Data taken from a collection

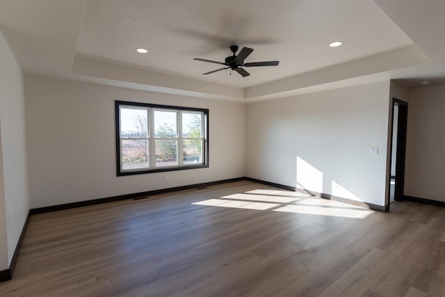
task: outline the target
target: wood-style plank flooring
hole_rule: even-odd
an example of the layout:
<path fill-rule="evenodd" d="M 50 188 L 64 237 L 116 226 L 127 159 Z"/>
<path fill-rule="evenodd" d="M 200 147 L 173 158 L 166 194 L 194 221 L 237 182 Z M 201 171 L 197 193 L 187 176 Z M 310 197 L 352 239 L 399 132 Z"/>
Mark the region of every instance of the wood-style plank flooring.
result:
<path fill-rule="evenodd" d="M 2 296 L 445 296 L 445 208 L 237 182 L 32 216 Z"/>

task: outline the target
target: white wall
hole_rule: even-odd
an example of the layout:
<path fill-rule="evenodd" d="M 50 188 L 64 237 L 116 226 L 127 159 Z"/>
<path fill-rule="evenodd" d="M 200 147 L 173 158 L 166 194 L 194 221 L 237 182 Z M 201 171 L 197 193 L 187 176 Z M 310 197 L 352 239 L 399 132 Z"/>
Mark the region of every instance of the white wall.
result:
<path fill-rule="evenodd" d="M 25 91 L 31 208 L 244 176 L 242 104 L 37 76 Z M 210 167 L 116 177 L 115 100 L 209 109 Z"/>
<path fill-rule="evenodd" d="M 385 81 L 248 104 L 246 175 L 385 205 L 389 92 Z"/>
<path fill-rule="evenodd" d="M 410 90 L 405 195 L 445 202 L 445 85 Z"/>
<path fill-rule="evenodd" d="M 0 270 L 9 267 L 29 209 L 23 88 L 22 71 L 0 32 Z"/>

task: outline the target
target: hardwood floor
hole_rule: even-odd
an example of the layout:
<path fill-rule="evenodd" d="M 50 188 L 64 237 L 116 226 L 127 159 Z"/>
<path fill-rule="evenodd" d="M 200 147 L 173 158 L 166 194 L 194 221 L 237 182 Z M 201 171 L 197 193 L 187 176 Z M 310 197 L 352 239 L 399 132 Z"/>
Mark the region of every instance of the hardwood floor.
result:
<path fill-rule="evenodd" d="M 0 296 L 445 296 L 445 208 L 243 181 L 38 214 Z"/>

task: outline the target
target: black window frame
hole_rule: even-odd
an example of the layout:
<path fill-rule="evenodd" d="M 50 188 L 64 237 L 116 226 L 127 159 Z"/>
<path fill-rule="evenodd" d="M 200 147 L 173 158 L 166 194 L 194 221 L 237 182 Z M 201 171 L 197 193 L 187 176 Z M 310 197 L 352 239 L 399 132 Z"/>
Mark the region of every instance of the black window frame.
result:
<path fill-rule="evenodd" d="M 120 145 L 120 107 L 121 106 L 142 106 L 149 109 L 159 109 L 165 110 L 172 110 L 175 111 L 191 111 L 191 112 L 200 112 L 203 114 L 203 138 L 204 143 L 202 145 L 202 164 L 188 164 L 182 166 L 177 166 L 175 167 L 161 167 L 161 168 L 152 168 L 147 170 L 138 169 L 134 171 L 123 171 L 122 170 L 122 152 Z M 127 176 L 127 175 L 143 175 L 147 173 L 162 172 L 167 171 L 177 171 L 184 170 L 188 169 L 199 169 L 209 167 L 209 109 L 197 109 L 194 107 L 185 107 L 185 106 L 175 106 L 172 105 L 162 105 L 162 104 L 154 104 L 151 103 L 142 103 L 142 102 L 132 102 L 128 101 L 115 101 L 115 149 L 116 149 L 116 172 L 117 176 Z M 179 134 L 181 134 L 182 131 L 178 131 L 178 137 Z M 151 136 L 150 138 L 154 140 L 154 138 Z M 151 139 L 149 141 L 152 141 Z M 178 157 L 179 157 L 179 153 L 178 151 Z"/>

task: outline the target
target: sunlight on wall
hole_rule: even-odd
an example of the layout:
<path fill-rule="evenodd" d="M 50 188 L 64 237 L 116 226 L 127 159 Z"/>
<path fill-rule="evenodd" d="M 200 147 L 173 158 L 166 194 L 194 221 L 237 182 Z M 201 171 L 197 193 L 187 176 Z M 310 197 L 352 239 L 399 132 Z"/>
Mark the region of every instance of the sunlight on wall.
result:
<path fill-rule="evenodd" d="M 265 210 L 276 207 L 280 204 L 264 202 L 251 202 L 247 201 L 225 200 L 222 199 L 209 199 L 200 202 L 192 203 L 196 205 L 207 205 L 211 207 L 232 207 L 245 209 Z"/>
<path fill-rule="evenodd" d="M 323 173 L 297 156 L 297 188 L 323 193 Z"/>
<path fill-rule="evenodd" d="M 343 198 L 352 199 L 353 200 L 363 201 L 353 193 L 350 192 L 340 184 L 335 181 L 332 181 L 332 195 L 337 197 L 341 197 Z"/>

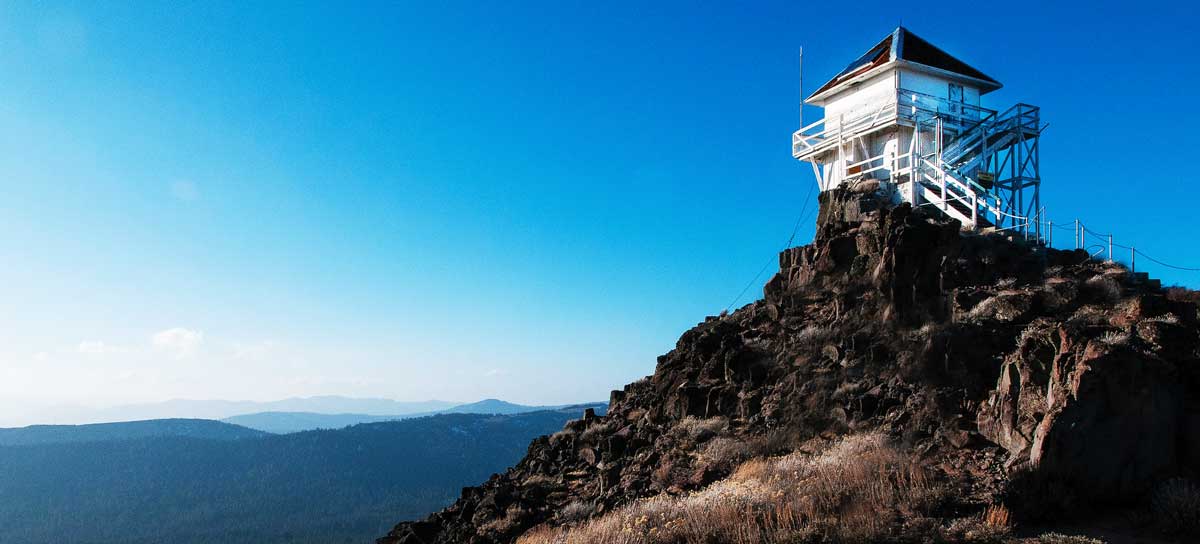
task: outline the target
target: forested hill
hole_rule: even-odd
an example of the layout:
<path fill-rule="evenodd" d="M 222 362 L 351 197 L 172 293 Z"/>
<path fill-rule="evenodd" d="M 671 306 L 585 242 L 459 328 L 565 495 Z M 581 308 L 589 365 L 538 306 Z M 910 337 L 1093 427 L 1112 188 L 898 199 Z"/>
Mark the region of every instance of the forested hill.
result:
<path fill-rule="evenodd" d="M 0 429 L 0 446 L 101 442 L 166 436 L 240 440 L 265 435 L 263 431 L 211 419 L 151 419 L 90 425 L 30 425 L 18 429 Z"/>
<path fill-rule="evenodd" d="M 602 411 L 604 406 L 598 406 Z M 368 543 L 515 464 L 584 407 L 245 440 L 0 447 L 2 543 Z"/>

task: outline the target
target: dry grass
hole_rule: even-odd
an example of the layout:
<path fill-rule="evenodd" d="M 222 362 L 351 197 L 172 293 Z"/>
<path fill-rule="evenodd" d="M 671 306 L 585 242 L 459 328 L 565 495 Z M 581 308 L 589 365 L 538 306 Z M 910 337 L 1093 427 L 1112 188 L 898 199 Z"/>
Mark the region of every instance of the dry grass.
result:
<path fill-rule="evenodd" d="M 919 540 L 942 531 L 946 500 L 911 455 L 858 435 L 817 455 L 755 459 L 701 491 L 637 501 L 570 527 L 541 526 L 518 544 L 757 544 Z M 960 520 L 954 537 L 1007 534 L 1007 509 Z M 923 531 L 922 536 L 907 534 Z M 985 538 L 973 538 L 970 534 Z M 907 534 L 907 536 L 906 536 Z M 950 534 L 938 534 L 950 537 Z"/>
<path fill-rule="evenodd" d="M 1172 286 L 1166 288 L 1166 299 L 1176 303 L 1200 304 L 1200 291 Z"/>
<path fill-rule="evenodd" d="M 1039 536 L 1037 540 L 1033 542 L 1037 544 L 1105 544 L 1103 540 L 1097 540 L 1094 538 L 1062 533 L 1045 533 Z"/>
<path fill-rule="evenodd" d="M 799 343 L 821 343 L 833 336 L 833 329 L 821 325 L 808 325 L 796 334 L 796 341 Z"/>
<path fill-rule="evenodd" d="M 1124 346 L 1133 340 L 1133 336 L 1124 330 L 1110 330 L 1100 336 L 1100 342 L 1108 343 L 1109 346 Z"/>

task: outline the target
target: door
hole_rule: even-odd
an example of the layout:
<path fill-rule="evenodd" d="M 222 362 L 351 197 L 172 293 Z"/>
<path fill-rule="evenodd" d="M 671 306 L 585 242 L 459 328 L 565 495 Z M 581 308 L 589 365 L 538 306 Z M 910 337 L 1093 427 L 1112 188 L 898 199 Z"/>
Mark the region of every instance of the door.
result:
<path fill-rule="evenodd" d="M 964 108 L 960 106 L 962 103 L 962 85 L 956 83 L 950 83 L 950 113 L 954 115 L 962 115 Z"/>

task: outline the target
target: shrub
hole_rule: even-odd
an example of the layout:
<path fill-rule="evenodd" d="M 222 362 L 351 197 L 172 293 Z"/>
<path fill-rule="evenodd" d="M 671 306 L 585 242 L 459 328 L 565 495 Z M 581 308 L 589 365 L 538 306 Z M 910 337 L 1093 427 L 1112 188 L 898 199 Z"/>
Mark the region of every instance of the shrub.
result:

---

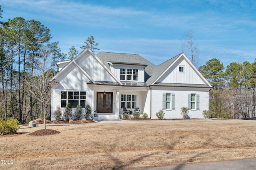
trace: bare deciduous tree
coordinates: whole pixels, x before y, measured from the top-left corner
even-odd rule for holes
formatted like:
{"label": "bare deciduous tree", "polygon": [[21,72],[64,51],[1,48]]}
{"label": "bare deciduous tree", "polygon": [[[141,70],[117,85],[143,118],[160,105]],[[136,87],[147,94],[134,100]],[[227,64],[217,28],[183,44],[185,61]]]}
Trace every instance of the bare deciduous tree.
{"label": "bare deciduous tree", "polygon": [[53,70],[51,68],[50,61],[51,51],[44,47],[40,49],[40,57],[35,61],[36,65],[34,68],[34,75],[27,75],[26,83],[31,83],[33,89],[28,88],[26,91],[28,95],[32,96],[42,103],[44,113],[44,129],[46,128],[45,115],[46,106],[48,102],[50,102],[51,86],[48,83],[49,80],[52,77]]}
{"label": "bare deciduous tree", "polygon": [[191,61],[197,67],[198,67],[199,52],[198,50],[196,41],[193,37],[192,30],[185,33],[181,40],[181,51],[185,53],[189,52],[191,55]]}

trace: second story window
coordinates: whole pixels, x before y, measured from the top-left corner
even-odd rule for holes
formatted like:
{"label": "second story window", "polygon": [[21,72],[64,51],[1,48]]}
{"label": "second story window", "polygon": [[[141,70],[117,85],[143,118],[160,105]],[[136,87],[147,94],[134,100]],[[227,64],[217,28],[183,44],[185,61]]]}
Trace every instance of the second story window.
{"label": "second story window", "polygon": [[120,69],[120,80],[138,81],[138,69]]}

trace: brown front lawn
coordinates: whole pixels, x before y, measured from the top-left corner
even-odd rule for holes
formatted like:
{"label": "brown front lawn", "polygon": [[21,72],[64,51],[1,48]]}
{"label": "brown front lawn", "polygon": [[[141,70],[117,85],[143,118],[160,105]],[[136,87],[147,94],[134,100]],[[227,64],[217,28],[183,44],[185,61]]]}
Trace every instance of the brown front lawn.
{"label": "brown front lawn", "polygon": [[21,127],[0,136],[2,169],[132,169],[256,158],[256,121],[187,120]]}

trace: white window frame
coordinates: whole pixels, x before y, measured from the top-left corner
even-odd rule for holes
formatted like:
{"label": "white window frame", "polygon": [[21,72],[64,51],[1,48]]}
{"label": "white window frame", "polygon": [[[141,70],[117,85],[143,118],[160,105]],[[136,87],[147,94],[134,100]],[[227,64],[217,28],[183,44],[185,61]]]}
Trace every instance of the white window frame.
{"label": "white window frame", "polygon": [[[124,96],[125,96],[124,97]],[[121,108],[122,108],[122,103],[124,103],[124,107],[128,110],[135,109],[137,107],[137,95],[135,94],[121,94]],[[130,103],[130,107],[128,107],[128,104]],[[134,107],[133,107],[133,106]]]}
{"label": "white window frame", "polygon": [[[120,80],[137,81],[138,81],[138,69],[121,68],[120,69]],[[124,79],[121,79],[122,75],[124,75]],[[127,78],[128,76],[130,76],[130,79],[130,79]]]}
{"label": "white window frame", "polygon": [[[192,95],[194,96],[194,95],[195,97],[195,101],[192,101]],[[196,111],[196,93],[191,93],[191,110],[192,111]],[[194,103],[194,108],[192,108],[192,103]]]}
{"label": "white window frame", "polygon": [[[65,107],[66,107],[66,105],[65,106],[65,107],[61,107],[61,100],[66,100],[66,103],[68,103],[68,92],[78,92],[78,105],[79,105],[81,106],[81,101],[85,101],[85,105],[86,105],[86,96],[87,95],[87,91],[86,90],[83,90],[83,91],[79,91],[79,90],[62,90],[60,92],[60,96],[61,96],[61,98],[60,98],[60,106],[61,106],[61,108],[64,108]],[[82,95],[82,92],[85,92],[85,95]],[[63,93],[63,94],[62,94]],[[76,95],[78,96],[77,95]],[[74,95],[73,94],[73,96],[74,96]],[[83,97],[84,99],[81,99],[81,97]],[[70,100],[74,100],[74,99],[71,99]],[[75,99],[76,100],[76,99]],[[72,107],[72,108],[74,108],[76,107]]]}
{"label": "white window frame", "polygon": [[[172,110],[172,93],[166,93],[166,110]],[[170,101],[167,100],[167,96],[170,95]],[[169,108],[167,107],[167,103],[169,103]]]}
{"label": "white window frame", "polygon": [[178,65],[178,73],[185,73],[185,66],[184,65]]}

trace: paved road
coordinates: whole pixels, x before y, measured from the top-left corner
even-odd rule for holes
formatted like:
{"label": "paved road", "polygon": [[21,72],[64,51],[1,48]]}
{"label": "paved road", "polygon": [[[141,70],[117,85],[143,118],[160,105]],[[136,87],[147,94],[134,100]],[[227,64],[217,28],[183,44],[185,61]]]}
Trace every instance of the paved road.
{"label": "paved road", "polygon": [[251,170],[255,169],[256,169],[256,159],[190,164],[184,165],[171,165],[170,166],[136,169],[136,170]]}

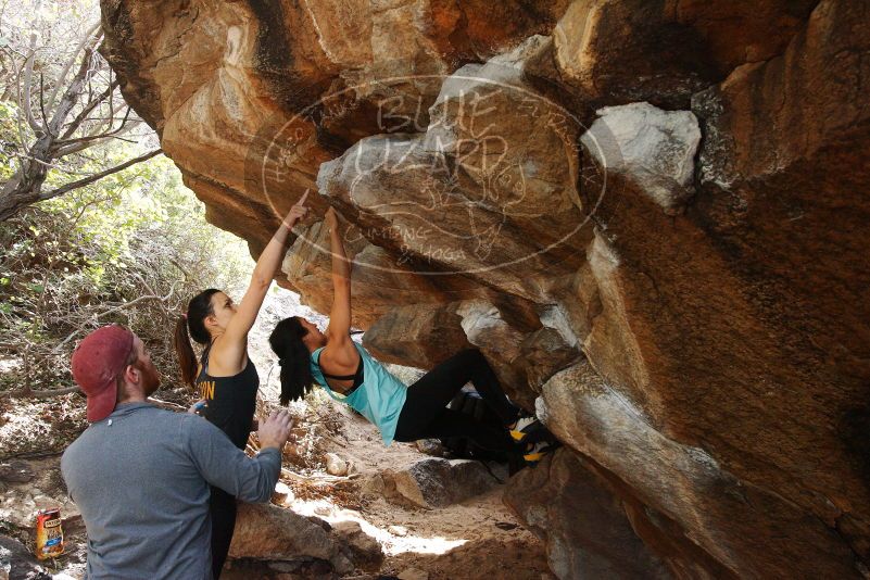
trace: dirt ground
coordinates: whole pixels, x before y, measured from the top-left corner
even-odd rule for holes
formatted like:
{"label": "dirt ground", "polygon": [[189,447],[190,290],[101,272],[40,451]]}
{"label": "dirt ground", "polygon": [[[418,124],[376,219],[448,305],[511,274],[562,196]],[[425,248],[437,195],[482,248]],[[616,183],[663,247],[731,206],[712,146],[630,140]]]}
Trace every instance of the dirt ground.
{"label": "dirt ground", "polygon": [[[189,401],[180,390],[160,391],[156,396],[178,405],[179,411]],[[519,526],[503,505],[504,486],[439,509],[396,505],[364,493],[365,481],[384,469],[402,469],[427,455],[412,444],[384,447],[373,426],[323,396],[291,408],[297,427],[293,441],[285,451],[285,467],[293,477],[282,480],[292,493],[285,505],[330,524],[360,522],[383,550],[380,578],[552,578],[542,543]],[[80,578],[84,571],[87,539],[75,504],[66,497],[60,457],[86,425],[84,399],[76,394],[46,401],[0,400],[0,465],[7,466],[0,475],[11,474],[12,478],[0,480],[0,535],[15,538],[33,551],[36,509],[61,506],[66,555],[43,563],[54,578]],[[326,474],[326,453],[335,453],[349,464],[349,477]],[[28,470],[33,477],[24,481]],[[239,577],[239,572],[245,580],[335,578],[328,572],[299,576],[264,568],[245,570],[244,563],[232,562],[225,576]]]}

> [Task goal]: Pick out every line in the rows above that contains the word "door", and copy each of those lines in full.

> [The answer]:
target: door
Mark the region of every instance of the door.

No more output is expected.